[Point-per-instance localization data]
•••••

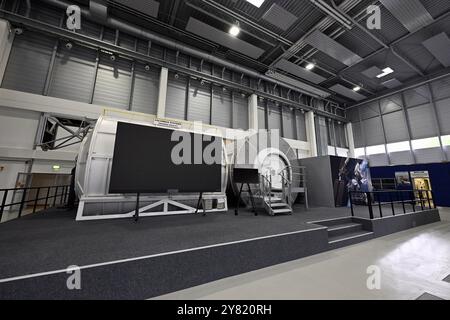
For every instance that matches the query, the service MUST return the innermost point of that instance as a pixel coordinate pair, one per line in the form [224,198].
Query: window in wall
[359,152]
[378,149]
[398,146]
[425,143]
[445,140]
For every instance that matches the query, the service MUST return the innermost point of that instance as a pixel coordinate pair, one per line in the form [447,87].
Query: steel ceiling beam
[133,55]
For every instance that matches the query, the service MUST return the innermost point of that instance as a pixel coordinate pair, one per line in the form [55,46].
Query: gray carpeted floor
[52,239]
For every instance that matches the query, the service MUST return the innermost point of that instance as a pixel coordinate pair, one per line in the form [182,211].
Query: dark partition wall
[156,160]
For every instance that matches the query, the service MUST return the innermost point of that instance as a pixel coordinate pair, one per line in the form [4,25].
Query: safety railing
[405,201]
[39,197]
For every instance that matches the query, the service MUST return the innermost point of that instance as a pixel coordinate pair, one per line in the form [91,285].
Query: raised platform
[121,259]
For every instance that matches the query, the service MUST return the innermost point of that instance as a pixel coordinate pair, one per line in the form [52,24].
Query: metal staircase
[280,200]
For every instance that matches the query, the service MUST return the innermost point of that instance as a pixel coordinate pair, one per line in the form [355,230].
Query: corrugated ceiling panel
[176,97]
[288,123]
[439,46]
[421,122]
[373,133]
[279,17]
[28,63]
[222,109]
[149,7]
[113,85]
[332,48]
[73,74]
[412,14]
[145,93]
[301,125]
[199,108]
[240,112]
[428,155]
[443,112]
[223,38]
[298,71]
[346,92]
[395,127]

•••••

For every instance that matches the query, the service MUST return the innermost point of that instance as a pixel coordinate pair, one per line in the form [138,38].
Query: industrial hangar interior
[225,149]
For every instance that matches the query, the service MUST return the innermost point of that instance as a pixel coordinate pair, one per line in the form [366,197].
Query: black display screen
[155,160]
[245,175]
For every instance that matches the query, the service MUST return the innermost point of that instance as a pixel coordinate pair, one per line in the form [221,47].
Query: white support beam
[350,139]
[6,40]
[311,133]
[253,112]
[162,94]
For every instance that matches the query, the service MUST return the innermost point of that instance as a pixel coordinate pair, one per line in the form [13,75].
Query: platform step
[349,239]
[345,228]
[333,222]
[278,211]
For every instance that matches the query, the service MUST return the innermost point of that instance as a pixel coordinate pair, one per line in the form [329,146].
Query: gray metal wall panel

•••••

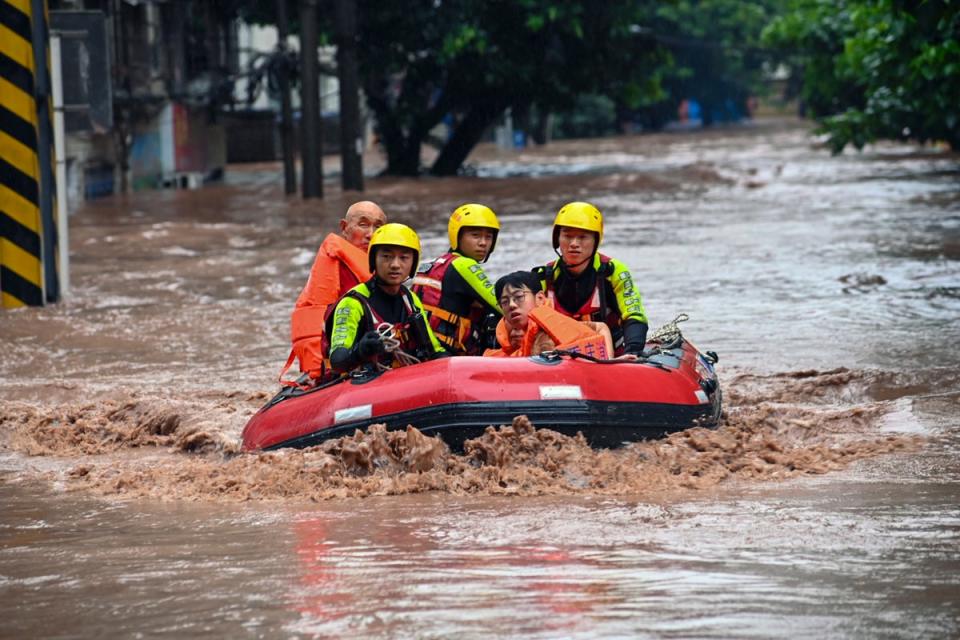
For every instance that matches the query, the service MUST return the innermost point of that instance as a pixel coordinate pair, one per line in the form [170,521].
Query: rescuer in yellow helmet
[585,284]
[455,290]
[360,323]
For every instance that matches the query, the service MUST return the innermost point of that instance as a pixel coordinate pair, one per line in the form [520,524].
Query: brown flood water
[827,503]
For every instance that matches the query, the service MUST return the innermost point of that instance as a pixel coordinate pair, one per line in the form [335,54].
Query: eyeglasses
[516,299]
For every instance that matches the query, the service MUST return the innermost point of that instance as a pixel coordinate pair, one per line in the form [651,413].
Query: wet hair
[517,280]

•••••

Exercise objective :: Take the lines above from the one containing "the form [224,198]." down to the one containing "the form [55,46].", and transcribe them exactly, both ends included.

Exercise result ::
For every instance that matches the query, the service MUST return the innermost point of that instance as a pixel coordinate pair, one per line in the form [224,198].
Query: window in wall
[359,152]
[378,149]
[398,146]
[425,143]
[445,140]
For every instance that matches the query, the service MUST return the innermost point of that instance as a pixel coordinate pair, one per line in the form [447,87].
Query: steel ceiling beam
[133,55]
For every instance that matches the query, the service MUST return the innermost point of that instance as a pixel coordinate pair, one per line in the form [55,46].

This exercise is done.